Assigned task = In the entries below, count every line with the string "outline". State the count and nothing else.

Data section =
------------------------------------------------------------

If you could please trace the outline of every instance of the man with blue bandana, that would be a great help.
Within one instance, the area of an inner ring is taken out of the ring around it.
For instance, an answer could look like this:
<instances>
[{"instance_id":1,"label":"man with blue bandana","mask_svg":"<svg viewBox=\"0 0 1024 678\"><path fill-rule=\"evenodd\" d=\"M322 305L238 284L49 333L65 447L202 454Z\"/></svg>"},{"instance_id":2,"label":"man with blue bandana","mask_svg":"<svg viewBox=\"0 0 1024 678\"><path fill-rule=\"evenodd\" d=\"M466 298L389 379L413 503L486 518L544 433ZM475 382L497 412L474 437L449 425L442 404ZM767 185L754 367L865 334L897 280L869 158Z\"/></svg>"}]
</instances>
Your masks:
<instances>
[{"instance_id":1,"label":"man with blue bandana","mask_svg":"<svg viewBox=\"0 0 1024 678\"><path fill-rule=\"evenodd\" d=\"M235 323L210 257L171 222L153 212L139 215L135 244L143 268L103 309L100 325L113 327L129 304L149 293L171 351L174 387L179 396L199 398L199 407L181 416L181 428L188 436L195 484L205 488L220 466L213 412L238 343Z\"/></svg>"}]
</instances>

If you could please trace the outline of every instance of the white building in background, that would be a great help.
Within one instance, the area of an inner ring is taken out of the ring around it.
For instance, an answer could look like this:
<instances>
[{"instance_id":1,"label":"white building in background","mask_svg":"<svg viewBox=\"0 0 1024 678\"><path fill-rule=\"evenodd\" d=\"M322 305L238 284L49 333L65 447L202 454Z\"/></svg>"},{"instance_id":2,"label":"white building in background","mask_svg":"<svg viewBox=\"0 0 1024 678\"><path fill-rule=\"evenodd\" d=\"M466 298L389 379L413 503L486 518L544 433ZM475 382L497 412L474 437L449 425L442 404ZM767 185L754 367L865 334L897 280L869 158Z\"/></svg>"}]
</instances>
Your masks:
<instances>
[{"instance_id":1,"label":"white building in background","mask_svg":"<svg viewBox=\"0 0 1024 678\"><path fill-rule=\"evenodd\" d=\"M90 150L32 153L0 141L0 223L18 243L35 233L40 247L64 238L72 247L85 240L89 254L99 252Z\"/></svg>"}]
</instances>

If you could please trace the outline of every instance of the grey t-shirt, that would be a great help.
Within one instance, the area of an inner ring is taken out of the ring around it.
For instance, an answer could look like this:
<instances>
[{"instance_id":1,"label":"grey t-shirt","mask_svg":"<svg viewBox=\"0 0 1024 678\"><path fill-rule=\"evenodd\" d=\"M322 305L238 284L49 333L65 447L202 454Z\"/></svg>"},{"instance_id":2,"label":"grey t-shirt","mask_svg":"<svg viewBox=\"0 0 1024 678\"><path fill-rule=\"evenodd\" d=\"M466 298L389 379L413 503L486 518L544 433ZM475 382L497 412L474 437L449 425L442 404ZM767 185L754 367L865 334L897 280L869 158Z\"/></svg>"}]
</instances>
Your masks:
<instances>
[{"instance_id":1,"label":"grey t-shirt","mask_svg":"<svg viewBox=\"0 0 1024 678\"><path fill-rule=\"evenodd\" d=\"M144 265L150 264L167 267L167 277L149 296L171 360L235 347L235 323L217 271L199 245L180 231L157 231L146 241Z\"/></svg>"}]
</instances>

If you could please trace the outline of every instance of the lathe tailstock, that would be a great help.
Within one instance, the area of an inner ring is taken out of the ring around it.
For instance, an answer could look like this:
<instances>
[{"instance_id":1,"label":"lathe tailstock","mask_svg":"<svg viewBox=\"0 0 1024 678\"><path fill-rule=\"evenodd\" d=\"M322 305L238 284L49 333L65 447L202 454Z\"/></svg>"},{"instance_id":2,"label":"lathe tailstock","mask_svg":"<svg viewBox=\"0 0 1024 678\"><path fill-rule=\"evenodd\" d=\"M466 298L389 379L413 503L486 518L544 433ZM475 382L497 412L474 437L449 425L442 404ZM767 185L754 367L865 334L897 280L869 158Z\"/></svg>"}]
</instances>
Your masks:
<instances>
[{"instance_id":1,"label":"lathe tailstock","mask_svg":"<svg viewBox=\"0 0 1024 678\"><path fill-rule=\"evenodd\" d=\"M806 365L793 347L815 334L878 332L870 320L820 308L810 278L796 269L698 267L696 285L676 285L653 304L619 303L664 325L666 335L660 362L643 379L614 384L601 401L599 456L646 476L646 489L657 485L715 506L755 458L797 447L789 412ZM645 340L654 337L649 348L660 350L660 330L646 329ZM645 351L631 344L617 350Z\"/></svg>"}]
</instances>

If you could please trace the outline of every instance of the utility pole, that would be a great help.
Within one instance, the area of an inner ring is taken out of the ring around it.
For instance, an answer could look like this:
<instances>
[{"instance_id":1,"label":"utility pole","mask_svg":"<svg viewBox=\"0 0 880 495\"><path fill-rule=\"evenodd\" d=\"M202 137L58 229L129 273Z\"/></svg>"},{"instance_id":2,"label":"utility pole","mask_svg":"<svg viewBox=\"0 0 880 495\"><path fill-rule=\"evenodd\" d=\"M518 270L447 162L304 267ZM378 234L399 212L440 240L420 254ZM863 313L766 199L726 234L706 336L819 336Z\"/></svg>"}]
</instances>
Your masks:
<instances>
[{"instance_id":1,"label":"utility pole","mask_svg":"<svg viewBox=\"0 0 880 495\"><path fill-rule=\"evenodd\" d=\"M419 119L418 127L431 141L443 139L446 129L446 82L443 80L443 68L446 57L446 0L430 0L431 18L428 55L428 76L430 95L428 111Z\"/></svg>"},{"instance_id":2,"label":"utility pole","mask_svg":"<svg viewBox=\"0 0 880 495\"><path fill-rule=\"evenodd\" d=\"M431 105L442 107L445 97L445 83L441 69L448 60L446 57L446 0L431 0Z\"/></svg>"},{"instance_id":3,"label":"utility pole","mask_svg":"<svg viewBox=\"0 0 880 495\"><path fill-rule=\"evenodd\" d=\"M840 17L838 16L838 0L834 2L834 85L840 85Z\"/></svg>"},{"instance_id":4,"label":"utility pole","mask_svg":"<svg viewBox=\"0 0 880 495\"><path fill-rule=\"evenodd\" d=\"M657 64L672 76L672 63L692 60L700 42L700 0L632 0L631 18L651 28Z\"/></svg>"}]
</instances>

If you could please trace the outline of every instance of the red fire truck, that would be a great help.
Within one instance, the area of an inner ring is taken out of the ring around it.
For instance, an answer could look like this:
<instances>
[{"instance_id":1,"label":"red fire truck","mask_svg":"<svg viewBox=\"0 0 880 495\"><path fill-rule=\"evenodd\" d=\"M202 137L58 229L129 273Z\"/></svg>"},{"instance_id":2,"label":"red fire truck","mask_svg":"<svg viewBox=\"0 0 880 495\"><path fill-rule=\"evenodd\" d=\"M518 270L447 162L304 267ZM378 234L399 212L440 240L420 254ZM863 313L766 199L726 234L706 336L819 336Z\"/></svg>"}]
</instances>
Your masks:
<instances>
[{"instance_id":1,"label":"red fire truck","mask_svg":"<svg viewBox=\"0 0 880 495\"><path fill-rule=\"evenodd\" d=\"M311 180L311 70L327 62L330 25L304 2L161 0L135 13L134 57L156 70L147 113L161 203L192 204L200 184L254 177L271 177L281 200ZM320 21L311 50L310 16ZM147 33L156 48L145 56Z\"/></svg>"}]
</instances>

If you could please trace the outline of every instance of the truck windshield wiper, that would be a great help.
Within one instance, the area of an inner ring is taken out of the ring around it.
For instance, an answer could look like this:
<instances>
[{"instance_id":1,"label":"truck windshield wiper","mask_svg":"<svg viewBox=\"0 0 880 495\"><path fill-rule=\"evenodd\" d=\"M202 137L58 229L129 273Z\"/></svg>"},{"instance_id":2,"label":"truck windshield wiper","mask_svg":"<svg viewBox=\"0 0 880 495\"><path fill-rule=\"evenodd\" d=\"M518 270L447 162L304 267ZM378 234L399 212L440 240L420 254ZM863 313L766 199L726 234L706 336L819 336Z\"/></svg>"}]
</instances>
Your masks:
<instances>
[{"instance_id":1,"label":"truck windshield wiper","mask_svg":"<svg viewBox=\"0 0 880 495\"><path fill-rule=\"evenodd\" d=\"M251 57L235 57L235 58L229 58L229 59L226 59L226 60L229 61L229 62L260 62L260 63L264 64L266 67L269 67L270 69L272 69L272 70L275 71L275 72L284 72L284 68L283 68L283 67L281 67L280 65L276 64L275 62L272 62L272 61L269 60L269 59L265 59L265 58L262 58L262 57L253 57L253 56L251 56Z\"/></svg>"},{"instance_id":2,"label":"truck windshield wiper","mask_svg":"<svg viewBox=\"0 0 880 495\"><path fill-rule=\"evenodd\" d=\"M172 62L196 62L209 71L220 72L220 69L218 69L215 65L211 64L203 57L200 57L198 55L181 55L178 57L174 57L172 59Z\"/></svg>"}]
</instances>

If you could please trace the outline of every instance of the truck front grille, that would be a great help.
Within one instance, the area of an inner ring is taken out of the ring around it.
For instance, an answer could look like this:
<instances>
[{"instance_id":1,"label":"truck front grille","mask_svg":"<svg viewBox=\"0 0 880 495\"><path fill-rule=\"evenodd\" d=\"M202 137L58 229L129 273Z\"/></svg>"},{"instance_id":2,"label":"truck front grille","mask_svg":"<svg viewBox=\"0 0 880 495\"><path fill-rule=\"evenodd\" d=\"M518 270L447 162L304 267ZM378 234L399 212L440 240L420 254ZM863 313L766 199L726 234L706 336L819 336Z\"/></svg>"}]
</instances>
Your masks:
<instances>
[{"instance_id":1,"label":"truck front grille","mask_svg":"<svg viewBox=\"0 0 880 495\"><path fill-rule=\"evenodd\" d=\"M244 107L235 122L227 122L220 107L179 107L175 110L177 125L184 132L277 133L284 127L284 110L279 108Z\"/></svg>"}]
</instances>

------------------------------------------------------------

Answer to this problem = 8